Point labeling records:
################
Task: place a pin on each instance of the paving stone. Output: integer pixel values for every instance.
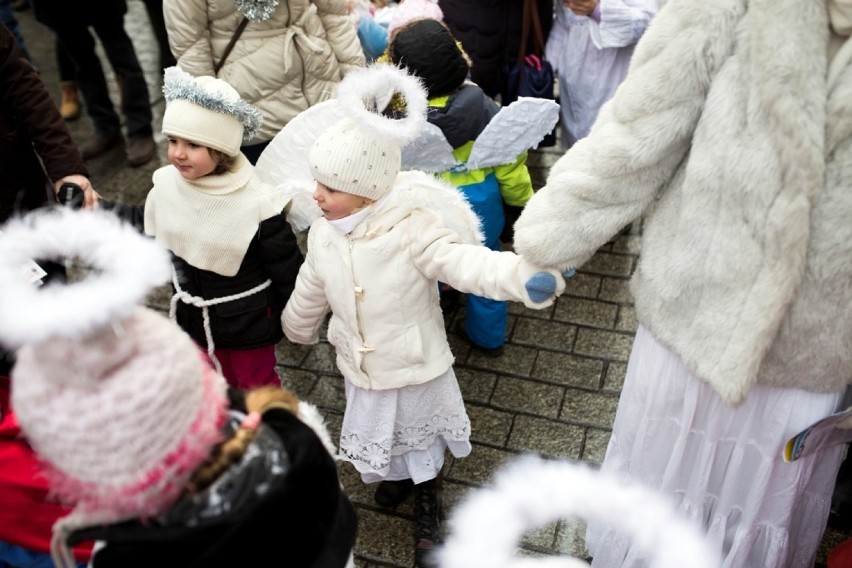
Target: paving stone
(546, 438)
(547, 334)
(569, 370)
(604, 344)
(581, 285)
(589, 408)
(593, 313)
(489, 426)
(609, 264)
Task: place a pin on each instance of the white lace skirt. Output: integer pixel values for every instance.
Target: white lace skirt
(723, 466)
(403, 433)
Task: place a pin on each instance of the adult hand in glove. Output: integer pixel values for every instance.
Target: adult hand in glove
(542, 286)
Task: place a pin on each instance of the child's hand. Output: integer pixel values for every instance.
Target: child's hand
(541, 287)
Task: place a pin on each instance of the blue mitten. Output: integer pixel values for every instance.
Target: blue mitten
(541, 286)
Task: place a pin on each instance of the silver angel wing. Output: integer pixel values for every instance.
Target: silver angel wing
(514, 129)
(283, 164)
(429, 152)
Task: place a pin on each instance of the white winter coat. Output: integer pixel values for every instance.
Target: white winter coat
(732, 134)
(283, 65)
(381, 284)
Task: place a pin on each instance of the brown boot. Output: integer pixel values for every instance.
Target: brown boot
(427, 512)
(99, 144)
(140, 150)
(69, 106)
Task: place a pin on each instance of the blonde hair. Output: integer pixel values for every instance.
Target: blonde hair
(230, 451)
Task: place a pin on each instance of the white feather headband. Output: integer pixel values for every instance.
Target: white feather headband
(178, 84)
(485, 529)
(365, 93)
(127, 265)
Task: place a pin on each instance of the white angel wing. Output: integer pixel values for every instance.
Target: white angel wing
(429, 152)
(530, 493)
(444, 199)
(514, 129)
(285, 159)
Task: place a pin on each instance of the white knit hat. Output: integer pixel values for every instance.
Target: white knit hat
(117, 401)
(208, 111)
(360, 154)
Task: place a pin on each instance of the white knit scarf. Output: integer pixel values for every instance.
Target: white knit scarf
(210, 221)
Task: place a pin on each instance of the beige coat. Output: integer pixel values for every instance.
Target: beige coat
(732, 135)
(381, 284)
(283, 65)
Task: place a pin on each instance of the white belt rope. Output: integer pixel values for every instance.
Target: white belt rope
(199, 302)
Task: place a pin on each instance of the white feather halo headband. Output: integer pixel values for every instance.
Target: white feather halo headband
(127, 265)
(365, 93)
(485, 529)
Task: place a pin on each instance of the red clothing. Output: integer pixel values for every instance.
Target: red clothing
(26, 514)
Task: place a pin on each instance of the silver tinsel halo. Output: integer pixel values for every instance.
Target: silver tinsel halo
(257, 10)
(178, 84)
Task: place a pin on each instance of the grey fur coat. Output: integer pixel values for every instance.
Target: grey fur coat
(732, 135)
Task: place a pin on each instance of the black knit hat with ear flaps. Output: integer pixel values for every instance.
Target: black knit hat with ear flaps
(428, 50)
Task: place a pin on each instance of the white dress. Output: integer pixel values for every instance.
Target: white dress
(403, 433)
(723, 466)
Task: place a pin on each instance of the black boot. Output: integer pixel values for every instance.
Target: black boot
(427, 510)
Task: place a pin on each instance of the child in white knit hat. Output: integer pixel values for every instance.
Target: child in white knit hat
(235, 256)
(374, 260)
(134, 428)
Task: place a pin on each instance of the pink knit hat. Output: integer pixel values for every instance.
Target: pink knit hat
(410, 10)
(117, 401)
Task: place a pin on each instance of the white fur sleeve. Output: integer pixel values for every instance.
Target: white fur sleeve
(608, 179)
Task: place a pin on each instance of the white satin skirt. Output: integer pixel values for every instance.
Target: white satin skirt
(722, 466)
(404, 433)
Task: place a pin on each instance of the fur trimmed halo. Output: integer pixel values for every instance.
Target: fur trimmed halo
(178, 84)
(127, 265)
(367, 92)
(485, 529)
################
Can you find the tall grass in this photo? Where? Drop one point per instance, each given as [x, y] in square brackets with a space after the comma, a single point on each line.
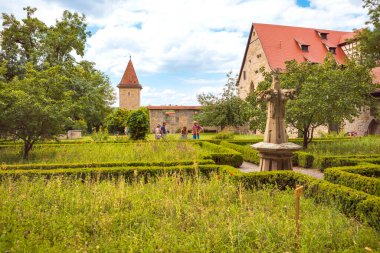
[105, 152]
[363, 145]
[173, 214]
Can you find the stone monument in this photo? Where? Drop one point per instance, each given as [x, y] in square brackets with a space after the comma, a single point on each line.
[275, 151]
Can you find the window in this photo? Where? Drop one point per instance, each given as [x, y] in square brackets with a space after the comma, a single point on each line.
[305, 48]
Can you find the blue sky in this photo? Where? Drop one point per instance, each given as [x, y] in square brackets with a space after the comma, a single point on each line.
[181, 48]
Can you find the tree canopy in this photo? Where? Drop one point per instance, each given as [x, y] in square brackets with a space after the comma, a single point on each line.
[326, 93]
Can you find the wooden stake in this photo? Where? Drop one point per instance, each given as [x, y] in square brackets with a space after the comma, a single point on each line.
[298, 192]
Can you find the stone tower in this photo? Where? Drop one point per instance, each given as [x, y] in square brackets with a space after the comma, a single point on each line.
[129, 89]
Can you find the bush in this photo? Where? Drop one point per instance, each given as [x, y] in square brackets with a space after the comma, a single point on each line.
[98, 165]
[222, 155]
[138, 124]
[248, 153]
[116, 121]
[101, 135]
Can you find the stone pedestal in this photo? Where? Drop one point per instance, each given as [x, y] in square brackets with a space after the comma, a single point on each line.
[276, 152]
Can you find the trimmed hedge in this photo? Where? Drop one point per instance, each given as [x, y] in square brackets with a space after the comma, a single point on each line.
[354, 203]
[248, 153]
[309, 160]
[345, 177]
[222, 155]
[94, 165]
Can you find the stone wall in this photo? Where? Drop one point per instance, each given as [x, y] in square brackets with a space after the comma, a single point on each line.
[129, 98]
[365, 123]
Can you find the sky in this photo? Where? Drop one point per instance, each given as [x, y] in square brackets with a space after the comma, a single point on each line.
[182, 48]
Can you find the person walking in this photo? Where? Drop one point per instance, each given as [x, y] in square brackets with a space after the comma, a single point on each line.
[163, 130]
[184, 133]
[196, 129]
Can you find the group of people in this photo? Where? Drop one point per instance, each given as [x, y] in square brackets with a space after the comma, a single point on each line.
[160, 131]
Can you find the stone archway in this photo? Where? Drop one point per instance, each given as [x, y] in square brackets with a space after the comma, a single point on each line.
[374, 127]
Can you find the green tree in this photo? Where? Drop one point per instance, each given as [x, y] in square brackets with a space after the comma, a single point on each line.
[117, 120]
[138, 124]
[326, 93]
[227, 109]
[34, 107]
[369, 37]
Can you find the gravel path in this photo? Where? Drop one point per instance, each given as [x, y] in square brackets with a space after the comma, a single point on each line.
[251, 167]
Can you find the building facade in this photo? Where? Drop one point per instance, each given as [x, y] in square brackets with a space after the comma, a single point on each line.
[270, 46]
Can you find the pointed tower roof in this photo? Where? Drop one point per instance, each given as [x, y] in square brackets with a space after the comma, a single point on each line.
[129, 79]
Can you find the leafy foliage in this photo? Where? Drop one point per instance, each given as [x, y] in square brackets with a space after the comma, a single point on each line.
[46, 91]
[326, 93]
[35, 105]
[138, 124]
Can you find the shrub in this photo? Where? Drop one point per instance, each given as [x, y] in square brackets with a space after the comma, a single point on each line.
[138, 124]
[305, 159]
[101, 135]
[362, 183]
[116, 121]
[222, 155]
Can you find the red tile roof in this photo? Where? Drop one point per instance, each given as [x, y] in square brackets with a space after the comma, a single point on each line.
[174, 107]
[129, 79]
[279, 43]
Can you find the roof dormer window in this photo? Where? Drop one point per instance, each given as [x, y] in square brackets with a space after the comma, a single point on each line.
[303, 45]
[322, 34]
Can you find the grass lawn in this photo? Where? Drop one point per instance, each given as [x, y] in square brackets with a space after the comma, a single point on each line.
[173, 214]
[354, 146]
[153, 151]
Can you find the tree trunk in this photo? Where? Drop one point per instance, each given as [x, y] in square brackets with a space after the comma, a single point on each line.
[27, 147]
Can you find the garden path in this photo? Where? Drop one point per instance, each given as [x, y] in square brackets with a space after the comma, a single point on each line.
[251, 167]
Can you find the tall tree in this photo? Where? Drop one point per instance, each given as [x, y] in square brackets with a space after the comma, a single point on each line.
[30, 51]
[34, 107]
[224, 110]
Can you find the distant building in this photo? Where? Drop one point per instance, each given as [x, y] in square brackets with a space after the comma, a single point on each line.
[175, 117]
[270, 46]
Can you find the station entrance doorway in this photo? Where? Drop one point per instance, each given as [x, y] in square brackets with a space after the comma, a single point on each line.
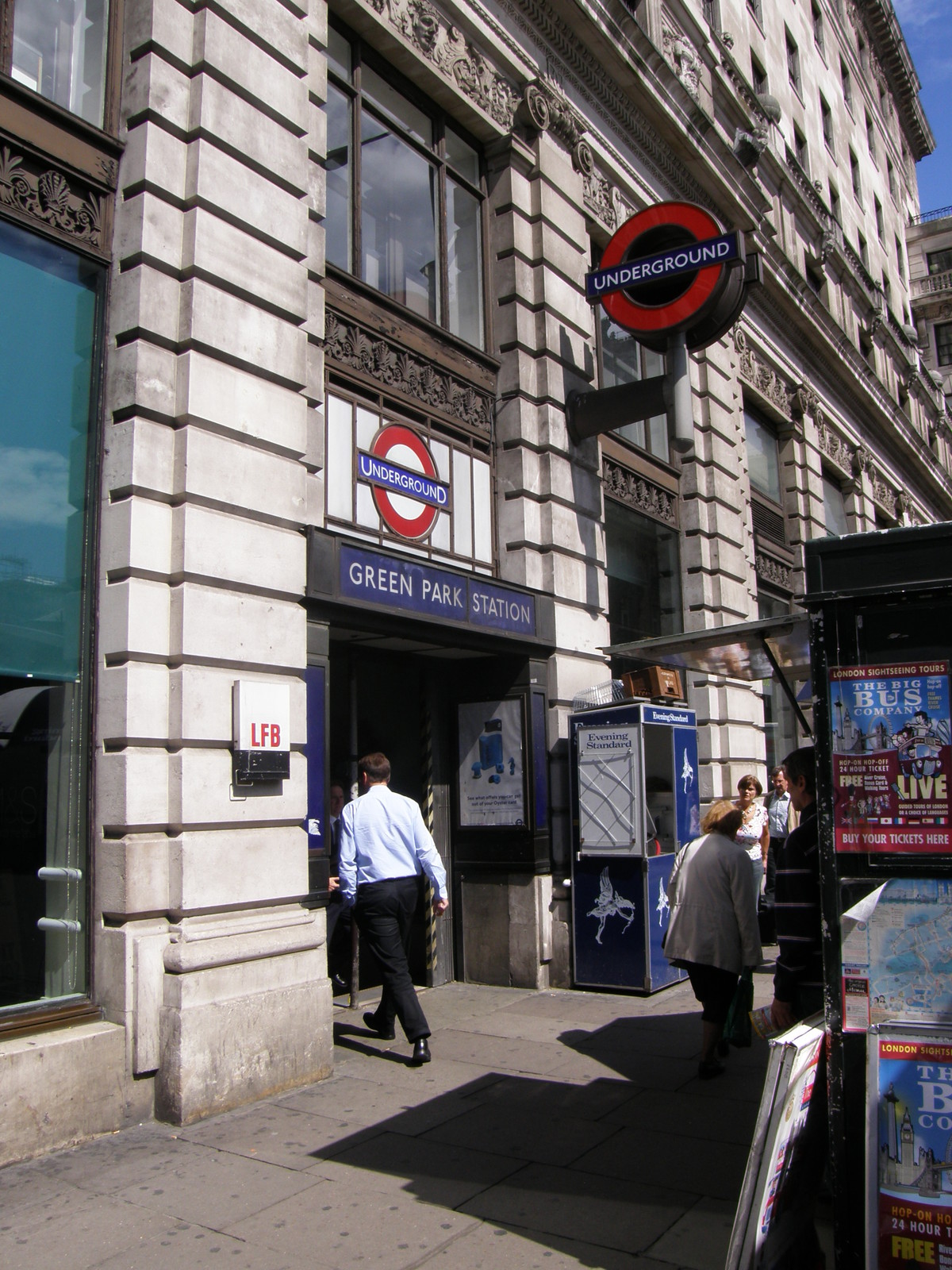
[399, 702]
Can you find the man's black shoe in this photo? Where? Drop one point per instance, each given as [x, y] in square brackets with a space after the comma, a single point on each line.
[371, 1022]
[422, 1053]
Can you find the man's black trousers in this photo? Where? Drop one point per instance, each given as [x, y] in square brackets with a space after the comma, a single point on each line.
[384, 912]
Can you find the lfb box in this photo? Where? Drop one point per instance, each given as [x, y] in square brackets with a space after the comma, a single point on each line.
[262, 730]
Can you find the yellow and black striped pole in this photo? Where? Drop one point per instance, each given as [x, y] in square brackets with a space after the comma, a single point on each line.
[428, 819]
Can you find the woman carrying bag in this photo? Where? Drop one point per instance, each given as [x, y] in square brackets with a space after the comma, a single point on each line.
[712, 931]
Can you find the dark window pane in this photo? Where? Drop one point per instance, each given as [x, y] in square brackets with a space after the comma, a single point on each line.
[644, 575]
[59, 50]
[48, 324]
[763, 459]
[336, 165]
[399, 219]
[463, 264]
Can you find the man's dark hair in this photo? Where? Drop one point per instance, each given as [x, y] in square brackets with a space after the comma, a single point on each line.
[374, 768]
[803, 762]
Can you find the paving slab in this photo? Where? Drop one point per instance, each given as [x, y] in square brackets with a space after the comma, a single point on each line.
################
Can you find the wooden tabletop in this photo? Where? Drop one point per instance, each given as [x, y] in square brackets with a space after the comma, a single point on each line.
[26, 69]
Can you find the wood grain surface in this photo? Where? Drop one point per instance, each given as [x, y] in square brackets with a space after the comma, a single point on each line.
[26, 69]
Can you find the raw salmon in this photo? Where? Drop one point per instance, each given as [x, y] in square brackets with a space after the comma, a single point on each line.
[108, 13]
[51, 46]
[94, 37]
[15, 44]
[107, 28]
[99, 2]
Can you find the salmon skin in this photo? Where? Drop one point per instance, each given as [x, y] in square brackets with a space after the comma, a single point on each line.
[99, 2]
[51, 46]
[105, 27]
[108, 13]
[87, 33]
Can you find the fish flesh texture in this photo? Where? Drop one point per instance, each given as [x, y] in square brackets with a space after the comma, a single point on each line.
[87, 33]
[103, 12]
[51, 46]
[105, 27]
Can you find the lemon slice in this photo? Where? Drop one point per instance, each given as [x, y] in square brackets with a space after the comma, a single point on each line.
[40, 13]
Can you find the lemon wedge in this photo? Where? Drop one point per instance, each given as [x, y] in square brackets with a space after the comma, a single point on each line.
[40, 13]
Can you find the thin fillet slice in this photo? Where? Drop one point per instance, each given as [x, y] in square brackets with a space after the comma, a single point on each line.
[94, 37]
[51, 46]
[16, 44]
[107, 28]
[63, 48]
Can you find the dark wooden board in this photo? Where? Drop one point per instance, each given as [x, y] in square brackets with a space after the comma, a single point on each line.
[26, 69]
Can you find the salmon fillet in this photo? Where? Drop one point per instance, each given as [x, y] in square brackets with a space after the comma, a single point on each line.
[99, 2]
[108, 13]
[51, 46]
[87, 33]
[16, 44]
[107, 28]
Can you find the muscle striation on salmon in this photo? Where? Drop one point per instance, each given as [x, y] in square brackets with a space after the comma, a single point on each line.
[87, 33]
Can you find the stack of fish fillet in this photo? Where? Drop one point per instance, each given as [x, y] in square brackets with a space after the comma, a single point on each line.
################
REQUIREMENTS - How many lines of the records contain the string "angel"? Reply with the number only.

EXERCISE RESULT - 4